Start of Page text
Lapped by the Indian Ocean, straddling the equator, and with Mount Kenya rising above a magnificent landscape of forested hills, patchwork farms and wooded savanna, Kenya is a richly rewarding place to travel. The country’s dramatic geography has resulted in a great range of natural habitats, harboring a huge variety of wildlife, while its history of migration and conquest has brought about a fascinating social panorama, which includes the Swahili city-states of the coast and the Maasai of the Rift Valley.
Kenya’s world-famous national parks, tribal peoples and superb beaches lend the country an exotic image with magnetic appeal. Treating it as a succession of tourist sights, however, is not always the most stimulating way to experience it. Once off the beaten track, one can enter the world inhabited by most Kenyans: a ceaselessly active scene of muddy farm tracks, corrugated-iron huts, tea shops and lodging houses, crammed buses and streets with wandering goats and children.
Both on and off the tourist routes, you’ll find warmth and openness and an abundance of superb scenery – rolling savanna dotted with Maasai herds and wild animals, high Kikuyu moorlands grazed by cattle and sheep, and dense forests full of monkeys and birdsong.
Why visit Kenya
The Great Wildebeest Migration in Africa.
High density & assorted wildlife experiences in national parks & reserves.
World-class birding at Kenya’s Great Rift Valley lakes.
Kenya’s turquoise waters, white sand beaches and isolated islands.
Kenya is home to the world’s second longest coral reef – the Kenyan Barrier Reef.
Walk across the Equator.
Area: Kenya is a country in East Africa with coastline on the Indian Ocean. It encompasses savannah, Lakeland, the dramatic Great Rift Valley, mountain highlands and abundant wildlife such as lions, elephants and rhinos. From Nairobi, the capital, safaris visit the Maasai Mara reserve, known for its annual wildebeest migrations, and Amboseli National Park, offering views of Tanzania’s 5,895m Mt. Kilimanjaro.
Population: 44.35 million
Language: Swahili, English
Currency: Kenyan shilling
Climate: There are two dominant influences on the climate in Kenya: the onshore monsoon winds from the Indian Ocean, and the altitude. The winds determine the onset of Kenya’s two rainy seasons, with the hot northeast monsoon or kaskazi blowing dry air in from the Persian Gulf from November to March/April and the warm, moist kusi monsoon blowing in from the southeast from April/May to October. It’s the slightly cooler kusi that normally delivers the heaviest rain, a season known as the ‘long rains’, in late-April, May and early June. The relatively cool season, from late-June to October, has much less rain.
There is a second rainy season (the ‘short rains’), for a few weeks in November and December, followed from about mid-December to March by a dry season of hot, usually rainless, weather.
When to go:
Safari – between January and the end of March; the climate is mild, mostly dry and game viewing is at its peak.
Masai Mara wildebeest migration – between mid-August and late October when the herds have returned from their months in Tanzania’s Serengeti.
End of Page text
Start of Rows
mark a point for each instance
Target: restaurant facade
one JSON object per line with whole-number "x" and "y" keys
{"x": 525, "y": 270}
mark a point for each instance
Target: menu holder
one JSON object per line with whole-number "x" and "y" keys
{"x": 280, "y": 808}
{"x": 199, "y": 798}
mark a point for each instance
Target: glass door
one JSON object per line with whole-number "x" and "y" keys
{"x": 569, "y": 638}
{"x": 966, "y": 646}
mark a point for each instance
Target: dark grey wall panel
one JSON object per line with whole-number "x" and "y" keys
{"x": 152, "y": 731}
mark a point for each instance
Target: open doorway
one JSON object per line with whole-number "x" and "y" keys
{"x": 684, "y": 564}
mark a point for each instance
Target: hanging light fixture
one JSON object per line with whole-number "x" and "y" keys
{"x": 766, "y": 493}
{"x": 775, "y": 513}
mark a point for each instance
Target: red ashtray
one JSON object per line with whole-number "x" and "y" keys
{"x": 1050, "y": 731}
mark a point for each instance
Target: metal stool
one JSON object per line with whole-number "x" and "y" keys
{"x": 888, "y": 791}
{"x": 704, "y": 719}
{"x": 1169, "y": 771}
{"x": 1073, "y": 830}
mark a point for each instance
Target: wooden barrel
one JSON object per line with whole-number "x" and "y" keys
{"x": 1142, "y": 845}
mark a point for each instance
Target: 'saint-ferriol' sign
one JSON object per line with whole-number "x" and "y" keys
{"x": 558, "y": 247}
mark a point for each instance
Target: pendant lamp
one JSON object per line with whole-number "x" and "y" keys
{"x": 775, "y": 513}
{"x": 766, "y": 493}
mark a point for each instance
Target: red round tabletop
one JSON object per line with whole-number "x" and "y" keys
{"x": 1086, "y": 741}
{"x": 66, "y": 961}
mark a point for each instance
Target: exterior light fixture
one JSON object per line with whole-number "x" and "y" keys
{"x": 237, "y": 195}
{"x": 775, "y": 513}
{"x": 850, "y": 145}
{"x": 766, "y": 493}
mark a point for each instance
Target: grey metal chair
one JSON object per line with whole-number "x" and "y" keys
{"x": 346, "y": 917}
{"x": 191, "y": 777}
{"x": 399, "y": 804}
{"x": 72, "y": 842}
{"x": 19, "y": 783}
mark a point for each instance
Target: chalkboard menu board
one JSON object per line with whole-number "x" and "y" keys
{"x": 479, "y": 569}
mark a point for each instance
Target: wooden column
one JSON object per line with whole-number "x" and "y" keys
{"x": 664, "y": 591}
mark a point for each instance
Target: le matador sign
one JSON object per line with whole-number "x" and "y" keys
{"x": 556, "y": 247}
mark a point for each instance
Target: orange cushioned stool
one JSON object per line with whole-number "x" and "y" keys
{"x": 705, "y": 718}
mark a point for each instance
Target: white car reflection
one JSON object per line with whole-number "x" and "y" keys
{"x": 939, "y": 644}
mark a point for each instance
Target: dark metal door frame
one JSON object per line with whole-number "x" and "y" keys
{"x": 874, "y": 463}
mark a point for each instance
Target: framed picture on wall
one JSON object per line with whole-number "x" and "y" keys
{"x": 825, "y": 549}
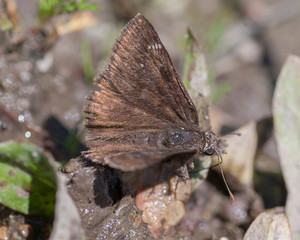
End of Rows
Problem to work on> Write out the passage of the Kenya text above word for word, starting with "There is a second" and going on through "usually rainless, weather.".

Exercise answer>
There is a second rainy season (the ‘short rains’), for a few weeks in November and December, followed from about mid-December to March by a dry season of hot, usually rainless, weather.